BRIEF –
Output all the data exactly. Pictures do not belong in the copy.

DATA –
====

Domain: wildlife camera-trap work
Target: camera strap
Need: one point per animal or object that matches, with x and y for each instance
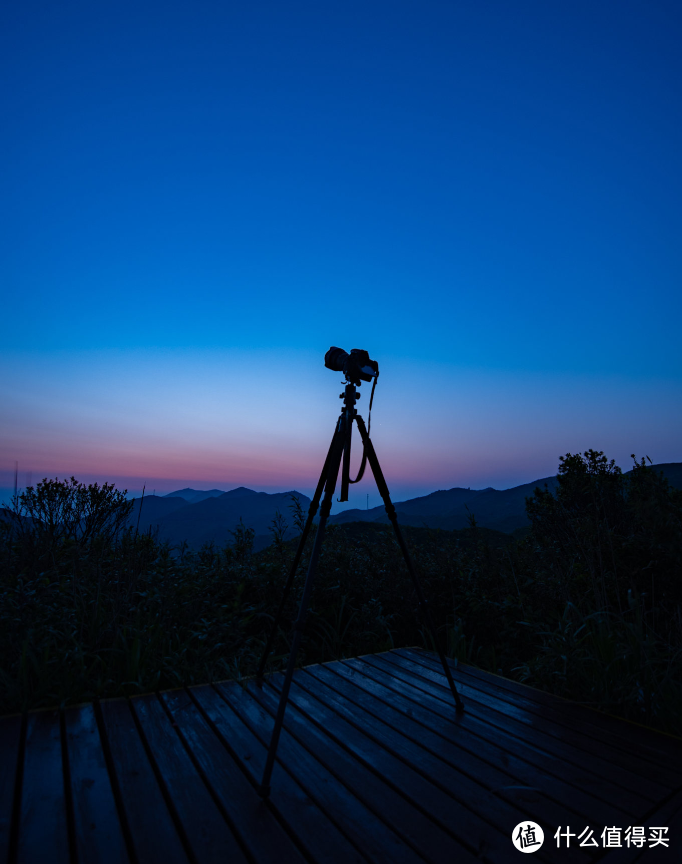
(363, 464)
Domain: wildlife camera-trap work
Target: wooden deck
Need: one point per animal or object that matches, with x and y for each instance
(373, 765)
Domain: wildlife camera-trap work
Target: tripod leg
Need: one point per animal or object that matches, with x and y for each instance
(390, 511)
(312, 512)
(332, 474)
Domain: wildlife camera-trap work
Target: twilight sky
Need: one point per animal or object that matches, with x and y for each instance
(199, 198)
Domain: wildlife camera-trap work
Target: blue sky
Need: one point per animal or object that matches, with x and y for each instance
(485, 195)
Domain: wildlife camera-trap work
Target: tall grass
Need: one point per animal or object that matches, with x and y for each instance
(84, 615)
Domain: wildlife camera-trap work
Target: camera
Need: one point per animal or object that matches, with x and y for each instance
(356, 366)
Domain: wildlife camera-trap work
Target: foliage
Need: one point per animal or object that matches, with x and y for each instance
(586, 604)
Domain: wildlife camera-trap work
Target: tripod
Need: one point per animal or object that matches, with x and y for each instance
(339, 448)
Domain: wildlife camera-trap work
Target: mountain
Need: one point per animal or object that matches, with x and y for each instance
(214, 518)
(500, 510)
(154, 508)
(193, 496)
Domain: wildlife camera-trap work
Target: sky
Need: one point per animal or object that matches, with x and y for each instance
(198, 198)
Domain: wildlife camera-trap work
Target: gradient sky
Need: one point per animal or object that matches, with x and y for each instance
(198, 199)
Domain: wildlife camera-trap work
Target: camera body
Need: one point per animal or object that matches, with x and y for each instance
(356, 366)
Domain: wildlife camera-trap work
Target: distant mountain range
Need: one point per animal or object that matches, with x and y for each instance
(201, 517)
(198, 517)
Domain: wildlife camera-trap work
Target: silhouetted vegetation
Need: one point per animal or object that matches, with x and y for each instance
(586, 604)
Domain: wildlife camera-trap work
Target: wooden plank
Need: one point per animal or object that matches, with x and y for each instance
(152, 830)
(500, 783)
(514, 760)
(569, 745)
(208, 834)
(557, 762)
(43, 831)
(260, 833)
(336, 825)
(564, 714)
(97, 828)
(443, 752)
(459, 804)
(656, 747)
(425, 836)
(10, 741)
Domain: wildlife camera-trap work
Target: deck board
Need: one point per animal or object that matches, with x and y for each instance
(374, 765)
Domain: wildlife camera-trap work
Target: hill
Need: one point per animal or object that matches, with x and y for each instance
(214, 518)
(450, 510)
(199, 516)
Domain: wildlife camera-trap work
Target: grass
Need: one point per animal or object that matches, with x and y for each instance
(111, 613)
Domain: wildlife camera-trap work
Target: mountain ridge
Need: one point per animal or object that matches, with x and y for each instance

====

COMPLETE OUTPUT –
Domain: wildlife camera-trap work
Target: camera strap
Need: one point per animal or object that matches, with x and y for each instance
(363, 464)
Domain: wildlife camera-trap work
Target: wooden deck
Need: one point per animal or object that matches, with x and y for each instance
(373, 765)
Domain: wildlife camera-trap work
Target: tripod leg
Need: one point per animal or object that matches, with x and y for each instance
(390, 511)
(312, 512)
(332, 474)
Domain: wildlife camera-trap work
Target: twilight sky
Need: one point per animal or object that matches, with x and y for each instance
(199, 198)
Domain: wildlife camera-trap work
Target: blue sky
Need: one point per animal or object that matches, with x and y for each instance
(485, 195)
Domain: wildlife camera-trap work
Target: tall grass
Need: one point per animal or object that matches, with x and y for each instance
(84, 615)
Domain: wildlife camera-trap work
Target: camera
Need: one point per animal or object that matches, with x and y for each instance
(356, 366)
Domain: wildlife camera-trap work
Target: foliage
Need: one point per animal or object that matches, with x and y for each instance
(586, 604)
Domain: wildlife camera-trap work
Target: tripod
Need: one point per animal or object that matches, with x and y for each instance
(339, 448)
Domain: wildlife camera-trap work
Target: mountain
Need: one point per animal or object that matches, with x and y for each instance
(214, 518)
(500, 510)
(154, 508)
(193, 496)
Domain: wildlife camera-trap work
Target: sky
Need: one point per animal or object that matches, with x and y for each instance
(198, 198)
Domain: wildlife camera-trap work
Target: gradient sky
Need: one point per animal or object that matches, with x and y for each instance
(198, 199)
Domain: wildlife camera-trap work
Target: camera body
Need: one point per animal or object that matches, with x and y for each instance
(356, 366)
Domain: wildlife camera-trap work
Target: distant mountain range
Need: one point per animal or object that matches, with x and y for each instance
(201, 517)
(198, 517)
Domain: wildlife camera-trap work
Target: silhouetted vegetation
Need: one point per animal or object that matches, with x and y for each instance
(586, 604)
Domain: wildlife camera-trap work
Target: wooden plank
Need: one point per animal or object that matches, with x and y for each instance
(152, 830)
(500, 783)
(514, 760)
(569, 745)
(208, 834)
(557, 762)
(43, 831)
(260, 833)
(336, 825)
(564, 714)
(97, 828)
(443, 752)
(459, 804)
(656, 747)
(425, 836)
(10, 741)
Domain: wildlife camera-trap work
Target: deck board
Need: one point per animal or object that matches, with x and y for each instance
(374, 765)
Domain: wildlife camera-trap work
Target: hill
Need: one point per animal or object that matches, with x and y for each instance
(214, 518)
(450, 510)
(199, 516)
Domain: wildlife camera-trap work
Target: grass
Need: one point per animal or object that matches, with x and y for each instance
(111, 613)
Domain: wildlife camera-trap work
Target: mountain ridge
Need: one point per animal or object that matches, with x and y for each instance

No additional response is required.